原文:
■ ■ ■

3.コンベック軟膏・クリームにはどのような作用があるのか

コンベック軟膏・コンベッククリームには、どのような作用があるのでしょうか。

コンベック軟膏には大きく分けると次の3つの作用があります。どの作用も強くはありませんが、主に「抗炎症作用」が中心であり、その他の作用は非常に弱いと考えられます。

 

Ⅰ.抗炎症作用

コンベックは、炎症を和らげる作用を持ちます。

炎症とは、

  • 発赤 (赤くなる)
  • 熱感 (熱くなる)
  • 腫脹(腫れる)
  • 疼痛(痛みを感じる)

の4つの徴候を生じる状態のことで、感染したり受傷したりすることで生じます。またアレルギーで生じることもあります。

みなさんも身体をぶつけたり、ばい菌に感染したりして、身体がこのような状態になったことがあると思います。これが炎症です。皮膚に炎症が起こることを皮膚炎と呼びます。皮膚炎も外傷でも生じるし、ばい菌に感染することでも生じるし、アレルギーでも生じます。

どのような原因であれ、炎症そのものを抑えてくれるのが抗炎症作用です。コンベックは抗炎症作用を有しており、発赤・熱感・腫脹・疼痛を和らげることが期待できます。

具体的には、コンベックなどのNSAIDsはシクロオキシゲナーゼ(COX)という物質のはたらきをブロックするはたらきがあります。

COXは、プロスタグランジン(PG)が作られる時に必要な物質であるため、COXがブロックされるとプロスタグランジンが作られにくくなります。

プロスタグランジンは炎症や痛みを誘発する物質であるため、コンベックがCOXをブロックすると炎症や痛が生じにくくなるのです。

■ ■ ■

作業項目: 原文が挙げている炎症の徴候を、すべて書き出してください。 記録は原文とは別のところから取ったものです。

■ ■ ■

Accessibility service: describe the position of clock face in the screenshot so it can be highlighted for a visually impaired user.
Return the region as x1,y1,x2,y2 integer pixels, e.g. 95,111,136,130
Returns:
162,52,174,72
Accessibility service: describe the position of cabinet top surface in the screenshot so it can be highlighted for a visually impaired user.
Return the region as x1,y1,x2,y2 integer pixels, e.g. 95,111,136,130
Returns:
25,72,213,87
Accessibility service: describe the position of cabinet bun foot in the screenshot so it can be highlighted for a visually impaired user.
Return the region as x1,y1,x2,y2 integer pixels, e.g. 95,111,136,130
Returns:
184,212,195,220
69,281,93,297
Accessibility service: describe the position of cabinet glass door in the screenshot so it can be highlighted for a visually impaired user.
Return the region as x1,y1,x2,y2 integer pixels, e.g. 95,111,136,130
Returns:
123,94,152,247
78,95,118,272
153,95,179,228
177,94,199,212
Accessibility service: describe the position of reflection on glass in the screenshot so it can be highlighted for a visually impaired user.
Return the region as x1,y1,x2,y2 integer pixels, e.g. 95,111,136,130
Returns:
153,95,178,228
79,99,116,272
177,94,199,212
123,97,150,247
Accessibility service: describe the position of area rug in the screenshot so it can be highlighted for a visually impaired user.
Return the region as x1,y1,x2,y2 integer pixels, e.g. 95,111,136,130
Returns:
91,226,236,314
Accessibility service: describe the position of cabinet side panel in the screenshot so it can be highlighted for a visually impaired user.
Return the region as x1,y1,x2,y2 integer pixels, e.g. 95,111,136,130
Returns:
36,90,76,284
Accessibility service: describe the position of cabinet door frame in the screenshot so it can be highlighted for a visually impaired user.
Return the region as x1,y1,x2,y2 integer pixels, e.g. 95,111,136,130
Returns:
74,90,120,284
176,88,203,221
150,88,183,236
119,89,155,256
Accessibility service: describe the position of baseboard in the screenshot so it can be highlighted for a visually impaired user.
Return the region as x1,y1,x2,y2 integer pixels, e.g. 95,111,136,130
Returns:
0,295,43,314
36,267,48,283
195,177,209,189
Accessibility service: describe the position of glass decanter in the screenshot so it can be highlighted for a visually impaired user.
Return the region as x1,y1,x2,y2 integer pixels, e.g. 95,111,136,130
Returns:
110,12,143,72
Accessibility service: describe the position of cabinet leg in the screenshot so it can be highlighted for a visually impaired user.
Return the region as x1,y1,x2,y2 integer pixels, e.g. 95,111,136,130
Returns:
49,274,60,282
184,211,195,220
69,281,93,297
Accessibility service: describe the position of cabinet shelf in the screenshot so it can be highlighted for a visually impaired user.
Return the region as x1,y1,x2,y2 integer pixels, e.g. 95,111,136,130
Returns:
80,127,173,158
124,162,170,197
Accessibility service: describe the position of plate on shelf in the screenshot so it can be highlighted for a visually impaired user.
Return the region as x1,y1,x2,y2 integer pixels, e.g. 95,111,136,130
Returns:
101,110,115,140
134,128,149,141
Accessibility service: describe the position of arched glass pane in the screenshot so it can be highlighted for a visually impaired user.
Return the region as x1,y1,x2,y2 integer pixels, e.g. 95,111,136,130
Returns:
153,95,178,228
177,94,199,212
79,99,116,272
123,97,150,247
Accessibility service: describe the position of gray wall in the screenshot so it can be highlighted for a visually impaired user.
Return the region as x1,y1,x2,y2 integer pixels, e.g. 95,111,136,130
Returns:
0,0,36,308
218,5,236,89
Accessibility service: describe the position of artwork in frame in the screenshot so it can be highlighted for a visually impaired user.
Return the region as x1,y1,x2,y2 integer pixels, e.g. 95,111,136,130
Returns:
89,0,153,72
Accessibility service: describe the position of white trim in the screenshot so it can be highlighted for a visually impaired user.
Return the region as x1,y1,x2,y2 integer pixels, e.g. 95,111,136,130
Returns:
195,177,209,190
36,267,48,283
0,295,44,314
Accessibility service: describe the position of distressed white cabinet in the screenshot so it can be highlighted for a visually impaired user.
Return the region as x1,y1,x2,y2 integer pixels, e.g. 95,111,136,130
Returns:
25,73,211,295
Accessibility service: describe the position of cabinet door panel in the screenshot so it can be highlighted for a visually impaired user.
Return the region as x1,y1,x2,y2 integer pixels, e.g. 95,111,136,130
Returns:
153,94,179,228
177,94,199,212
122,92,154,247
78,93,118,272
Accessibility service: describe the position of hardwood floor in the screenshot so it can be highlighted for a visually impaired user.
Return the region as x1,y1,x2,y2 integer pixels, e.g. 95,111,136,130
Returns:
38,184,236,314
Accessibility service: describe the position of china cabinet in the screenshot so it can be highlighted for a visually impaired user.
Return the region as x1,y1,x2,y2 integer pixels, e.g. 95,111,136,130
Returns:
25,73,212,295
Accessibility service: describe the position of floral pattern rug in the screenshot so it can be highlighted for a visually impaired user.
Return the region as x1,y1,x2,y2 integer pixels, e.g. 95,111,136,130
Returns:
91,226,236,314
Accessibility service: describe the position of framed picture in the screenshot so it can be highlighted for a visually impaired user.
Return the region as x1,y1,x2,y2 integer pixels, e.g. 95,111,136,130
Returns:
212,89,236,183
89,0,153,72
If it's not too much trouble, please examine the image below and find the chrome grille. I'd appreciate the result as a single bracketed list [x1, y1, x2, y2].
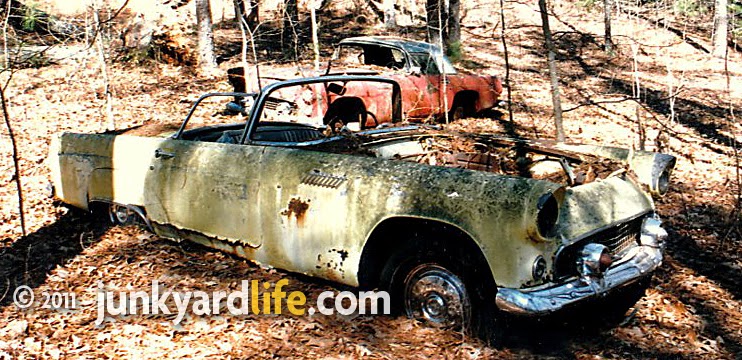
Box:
[554, 216, 645, 279]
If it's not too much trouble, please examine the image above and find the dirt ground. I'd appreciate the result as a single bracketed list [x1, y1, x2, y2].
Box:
[0, 2, 742, 359]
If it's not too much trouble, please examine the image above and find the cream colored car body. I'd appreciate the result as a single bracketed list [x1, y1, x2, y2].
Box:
[49, 75, 676, 312]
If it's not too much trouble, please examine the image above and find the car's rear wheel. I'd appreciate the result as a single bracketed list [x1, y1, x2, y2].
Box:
[381, 242, 500, 342]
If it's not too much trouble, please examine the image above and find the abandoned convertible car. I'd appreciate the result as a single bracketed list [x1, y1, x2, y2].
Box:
[49, 76, 675, 338]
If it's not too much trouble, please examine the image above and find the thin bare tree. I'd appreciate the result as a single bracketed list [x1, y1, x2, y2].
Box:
[538, 0, 565, 142]
[281, 0, 299, 60]
[603, 0, 614, 54]
[712, 0, 729, 59]
[500, 0, 513, 124]
[196, 0, 216, 72]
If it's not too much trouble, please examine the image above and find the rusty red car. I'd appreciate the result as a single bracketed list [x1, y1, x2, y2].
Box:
[228, 36, 502, 130]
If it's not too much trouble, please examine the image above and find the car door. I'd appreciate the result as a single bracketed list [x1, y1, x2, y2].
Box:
[144, 139, 263, 248]
[400, 53, 441, 118]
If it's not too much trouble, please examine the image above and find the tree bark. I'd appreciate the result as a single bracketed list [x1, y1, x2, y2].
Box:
[603, 0, 613, 54]
[281, 0, 299, 59]
[538, 0, 565, 142]
[0, 87, 27, 237]
[383, 0, 397, 29]
[196, 0, 216, 71]
[234, 0, 260, 29]
[425, 0, 447, 44]
[712, 0, 729, 58]
[446, 0, 461, 51]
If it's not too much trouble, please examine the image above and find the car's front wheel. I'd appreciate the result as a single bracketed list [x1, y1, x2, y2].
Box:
[382, 243, 500, 342]
[402, 263, 471, 328]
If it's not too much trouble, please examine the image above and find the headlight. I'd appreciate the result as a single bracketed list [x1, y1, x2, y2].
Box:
[577, 243, 613, 278]
[639, 215, 667, 248]
[531, 255, 546, 281]
[536, 193, 559, 238]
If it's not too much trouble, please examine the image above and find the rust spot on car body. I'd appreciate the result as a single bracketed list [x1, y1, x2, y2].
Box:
[281, 198, 310, 226]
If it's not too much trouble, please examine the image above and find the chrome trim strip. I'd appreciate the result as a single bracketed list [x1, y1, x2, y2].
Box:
[495, 246, 662, 315]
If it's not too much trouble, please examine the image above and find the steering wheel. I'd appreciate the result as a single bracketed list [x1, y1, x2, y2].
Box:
[361, 110, 379, 130]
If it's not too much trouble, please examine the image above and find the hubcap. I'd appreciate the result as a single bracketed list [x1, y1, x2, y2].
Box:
[108, 204, 134, 225]
[404, 264, 471, 327]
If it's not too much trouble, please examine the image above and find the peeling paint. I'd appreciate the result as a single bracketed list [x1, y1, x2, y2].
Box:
[281, 198, 311, 226]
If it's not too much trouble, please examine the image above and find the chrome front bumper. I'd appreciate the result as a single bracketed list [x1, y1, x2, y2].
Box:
[495, 245, 662, 315]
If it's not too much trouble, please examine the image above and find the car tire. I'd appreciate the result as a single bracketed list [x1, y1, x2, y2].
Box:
[108, 204, 139, 226]
[448, 98, 474, 121]
[381, 242, 502, 344]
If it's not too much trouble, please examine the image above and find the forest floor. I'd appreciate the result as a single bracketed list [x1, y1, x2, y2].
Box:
[0, 2, 742, 359]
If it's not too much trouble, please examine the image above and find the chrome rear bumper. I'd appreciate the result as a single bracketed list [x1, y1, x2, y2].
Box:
[495, 245, 662, 315]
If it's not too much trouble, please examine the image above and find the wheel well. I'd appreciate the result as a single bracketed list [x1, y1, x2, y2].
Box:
[358, 218, 495, 289]
[452, 90, 479, 112]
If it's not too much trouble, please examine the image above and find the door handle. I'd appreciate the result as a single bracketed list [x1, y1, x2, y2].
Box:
[155, 149, 175, 159]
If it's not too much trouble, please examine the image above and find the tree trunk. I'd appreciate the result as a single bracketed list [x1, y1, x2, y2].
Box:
[538, 0, 564, 142]
[603, 0, 613, 54]
[446, 0, 461, 51]
[234, 0, 260, 30]
[196, 0, 216, 71]
[281, 0, 299, 60]
[425, 0, 446, 44]
[384, 0, 397, 29]
[712, 0, 729, 58]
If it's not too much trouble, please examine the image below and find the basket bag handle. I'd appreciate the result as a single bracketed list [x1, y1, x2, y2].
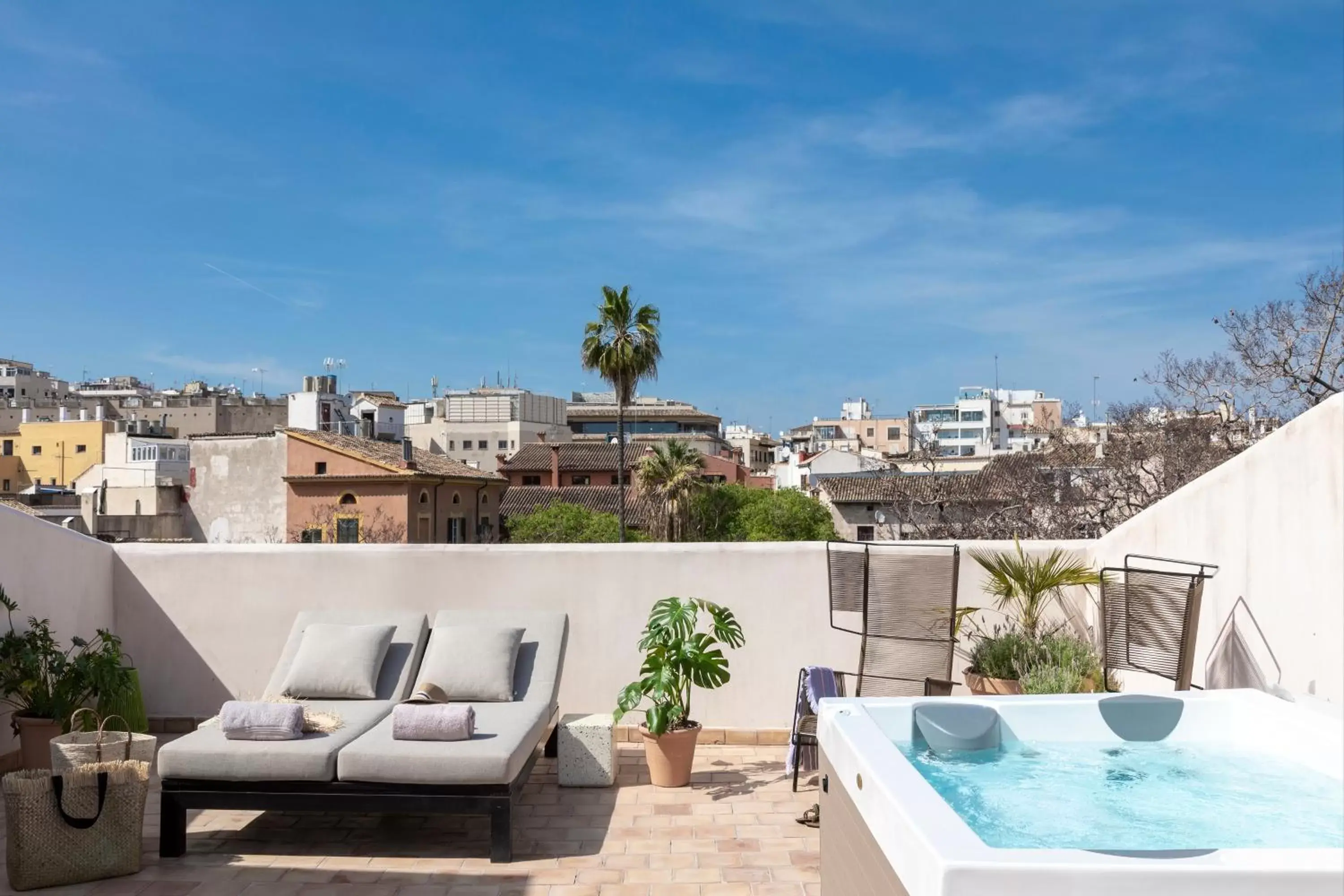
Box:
[70, 706, 132, 762]
[51, 771, 108, 830]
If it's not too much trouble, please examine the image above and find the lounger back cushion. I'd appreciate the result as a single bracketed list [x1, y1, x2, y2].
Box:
[430, 610, 570, 706]
[415, 625, 523, 702]
[282, 623, 396, 700]
[263, 610, 429, 700]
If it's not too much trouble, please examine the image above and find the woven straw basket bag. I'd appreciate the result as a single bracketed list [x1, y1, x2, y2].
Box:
[51, 708, 157, 775]
[0, 762, 149, 889]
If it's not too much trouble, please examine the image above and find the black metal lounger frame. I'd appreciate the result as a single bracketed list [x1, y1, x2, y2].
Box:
[159, 711, 559, 862]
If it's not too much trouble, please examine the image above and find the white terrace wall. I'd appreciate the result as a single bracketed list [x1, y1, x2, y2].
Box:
[0, 506, 113, 754]
[1094, 395, 1344, 702]
[113, 543, 1091, 728]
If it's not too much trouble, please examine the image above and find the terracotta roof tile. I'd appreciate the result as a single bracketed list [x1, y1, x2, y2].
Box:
[285, 430, 504, 479]
[500, 442, 632, 473]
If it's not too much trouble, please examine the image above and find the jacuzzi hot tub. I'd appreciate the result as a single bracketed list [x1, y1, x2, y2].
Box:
[817, 690, 1344, 896]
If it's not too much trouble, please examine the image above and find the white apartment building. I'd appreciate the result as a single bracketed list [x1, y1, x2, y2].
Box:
[723, 423, 780, 475]
[0, 358, 70, 407]
[406, 387, 570, 473]
[910, 386, 1063, 457]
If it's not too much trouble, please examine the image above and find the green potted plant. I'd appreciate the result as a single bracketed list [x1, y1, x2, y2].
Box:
[616, 598, 746, 787]
[964, 538, 1102, 694]
[0, 588, 132, 768]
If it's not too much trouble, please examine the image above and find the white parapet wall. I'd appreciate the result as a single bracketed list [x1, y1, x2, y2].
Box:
[0, 506, 113, 754]
[105, 541, 1085, 729]
[1093, 395, 1344, 702]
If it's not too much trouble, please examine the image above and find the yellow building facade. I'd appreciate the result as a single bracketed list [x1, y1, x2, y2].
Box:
[12, 421, 114, 490]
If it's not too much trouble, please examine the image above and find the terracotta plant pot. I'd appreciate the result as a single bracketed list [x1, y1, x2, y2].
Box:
[13, 716, 62, 768]
[964, 669, 1021, 694]
[640, 725, 700, 787]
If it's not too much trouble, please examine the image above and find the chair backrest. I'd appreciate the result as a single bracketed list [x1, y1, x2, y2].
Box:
[1101, 553, 1218, 690]
[827, 541, 961, 697]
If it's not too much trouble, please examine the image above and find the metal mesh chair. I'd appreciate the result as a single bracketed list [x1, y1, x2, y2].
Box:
[790, 541, 961, 790]
[1101, 553, 1218, 690]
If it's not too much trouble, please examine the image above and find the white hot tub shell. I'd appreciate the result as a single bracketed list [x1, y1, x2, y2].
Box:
[817, 690, 1344, 896]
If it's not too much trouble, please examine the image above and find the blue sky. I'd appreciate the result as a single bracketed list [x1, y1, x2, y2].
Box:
[0, 0, 1344, 430]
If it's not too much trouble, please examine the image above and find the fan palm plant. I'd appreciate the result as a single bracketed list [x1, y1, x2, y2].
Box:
[970, 538, 1102, 639]
[579, 286, 663, 541]
[637, 439, 704, 541]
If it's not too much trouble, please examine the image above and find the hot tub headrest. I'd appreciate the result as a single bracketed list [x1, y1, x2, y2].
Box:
[915, 702, 1000, 752]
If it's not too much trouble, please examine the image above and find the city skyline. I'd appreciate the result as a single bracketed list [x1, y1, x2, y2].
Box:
[0, 3, 1344, 431]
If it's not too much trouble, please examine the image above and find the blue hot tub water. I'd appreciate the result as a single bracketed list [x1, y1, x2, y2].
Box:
[896, 741, 1344, 850]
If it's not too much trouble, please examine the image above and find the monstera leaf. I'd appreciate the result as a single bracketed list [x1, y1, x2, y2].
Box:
[614, 598, 746, 735]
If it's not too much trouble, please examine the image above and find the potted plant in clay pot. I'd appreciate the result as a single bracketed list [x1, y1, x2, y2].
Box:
[616, 598, 746, 787]
[965, 538, 1102, 694]
[0, 588, 132, 768]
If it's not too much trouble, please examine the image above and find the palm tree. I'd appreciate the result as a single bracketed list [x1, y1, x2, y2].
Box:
[638, 439, 704, 541]
[579, 286, 663, 541]
[970, 538, 1102, 638]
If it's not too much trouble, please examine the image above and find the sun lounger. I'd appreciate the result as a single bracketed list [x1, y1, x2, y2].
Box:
[160, 611, 569, 861]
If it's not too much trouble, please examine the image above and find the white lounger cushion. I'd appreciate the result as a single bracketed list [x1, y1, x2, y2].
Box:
[336, 701, 551, 784]
[281, 622, 396, 700]
[159, 610, 429, 780]
[263, 610, 429, 700]
[159, 700, 396, 780]
[415, 626, 523, 702]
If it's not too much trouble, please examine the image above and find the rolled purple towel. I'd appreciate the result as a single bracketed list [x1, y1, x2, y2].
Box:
[392, 702, 476, 740]
[219, 700, 304, 740]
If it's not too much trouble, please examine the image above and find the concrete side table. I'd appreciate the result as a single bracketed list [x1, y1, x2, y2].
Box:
[558, 712, 616, 787]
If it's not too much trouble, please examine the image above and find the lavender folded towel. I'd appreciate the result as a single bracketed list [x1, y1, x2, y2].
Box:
[392, 702, 476, 740]
[219, 700, 304, 740]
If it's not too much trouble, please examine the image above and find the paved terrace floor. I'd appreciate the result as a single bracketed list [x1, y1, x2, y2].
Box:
[0, 744, 821, 896]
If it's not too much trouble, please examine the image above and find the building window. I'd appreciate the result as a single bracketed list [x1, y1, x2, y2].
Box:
[336, 516, 359, 544]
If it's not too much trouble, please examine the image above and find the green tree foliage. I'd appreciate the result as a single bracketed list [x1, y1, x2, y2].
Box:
[579, 286, 663, 541]
[691, 485, 839, 541]
[508, 501, 644, 544]
[636, 439, 706, 541]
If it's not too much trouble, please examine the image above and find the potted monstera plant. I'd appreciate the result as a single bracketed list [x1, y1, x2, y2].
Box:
[0, 588, 133, 768]
[616, 598, 746, 787]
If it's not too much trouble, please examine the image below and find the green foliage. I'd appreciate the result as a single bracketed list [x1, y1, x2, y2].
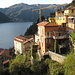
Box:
[0, 3, 65, 22]
[70, 0, 75, 6]
[54, 39, 57, 52]
[0, 67, 10, 75]
[25, 23, 38, 35]
[31, 62, 48, 75]
[70, 32, 75, 40]
[64, 53, 75, 75]
[45, 59, 64, 75]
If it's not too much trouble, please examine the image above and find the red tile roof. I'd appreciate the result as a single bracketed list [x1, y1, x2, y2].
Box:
[37, 21, 59, 27]
[0, 49, 10, 57]
[24, 38, 33, 44]
[3, 59, 9, 64]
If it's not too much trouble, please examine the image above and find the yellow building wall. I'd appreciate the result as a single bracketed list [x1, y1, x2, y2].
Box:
[64, 9, 75, 16]
[55, 11, 66, 25]
[38, 26, 45, 52]
[68, 23, 75, 30]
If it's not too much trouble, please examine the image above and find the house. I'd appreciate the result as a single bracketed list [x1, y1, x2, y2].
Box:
[56, 6, 75, 32]
[35, 21, 68, 53]
[48, 13, 55, 23]
[0, 48, 11, 67]
[14, 35, 34, 54]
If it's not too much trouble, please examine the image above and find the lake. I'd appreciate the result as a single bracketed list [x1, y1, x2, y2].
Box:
[0, 22, 33, 49]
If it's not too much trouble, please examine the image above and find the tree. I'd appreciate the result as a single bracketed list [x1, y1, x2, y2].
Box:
[37, 16, 45, 23]
[71, 0, 75, 6]
[24, 23, 38, 35]
[64, 53, 75, 75]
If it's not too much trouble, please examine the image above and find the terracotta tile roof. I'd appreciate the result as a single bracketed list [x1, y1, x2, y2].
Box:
[24, 38, 33, 44]
[66, 6, 75, 9]
[0, 49, 10, 57]
[37, 22, 59, 26]
[14, 35, 33, 44]
[3, 59, 9, 64]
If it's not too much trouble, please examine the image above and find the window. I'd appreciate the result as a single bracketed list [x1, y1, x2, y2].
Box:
[46, 39, 50, 43]
[46, 32, 51, 37]
[72, 9, 74, 13]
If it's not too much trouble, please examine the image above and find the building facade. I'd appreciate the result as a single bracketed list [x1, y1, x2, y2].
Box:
[35, 21, 67, 53]
[14, 35, 34, 54]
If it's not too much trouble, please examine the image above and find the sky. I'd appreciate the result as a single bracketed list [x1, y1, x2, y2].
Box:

■ ■ ■

回答: 発赤、熱感、腫脹、疼痛